__WHAT THE TASK REQUIRES__:
Reproduce the lines of the listing below verbatim, without any changes.

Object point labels
________________________________________
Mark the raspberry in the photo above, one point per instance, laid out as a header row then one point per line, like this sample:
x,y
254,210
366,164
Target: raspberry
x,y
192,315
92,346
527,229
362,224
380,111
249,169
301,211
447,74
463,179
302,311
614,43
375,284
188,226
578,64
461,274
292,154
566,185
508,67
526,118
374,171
________________________________________
__TASK RESPONSE__:
Mark the raspberry in the photo above, one point per instance, laid out as a header row then one point per line, like this sample:
x,y
254,210
366,164
Target: raspberry
x,y
192,315
92,346
527,229
362,224
380,111
249,169
301,211
447,74
463,179
302,311
614,43
375,284
188,226
578,64
461,274
292,154
566,185
508,67
526,118
374,171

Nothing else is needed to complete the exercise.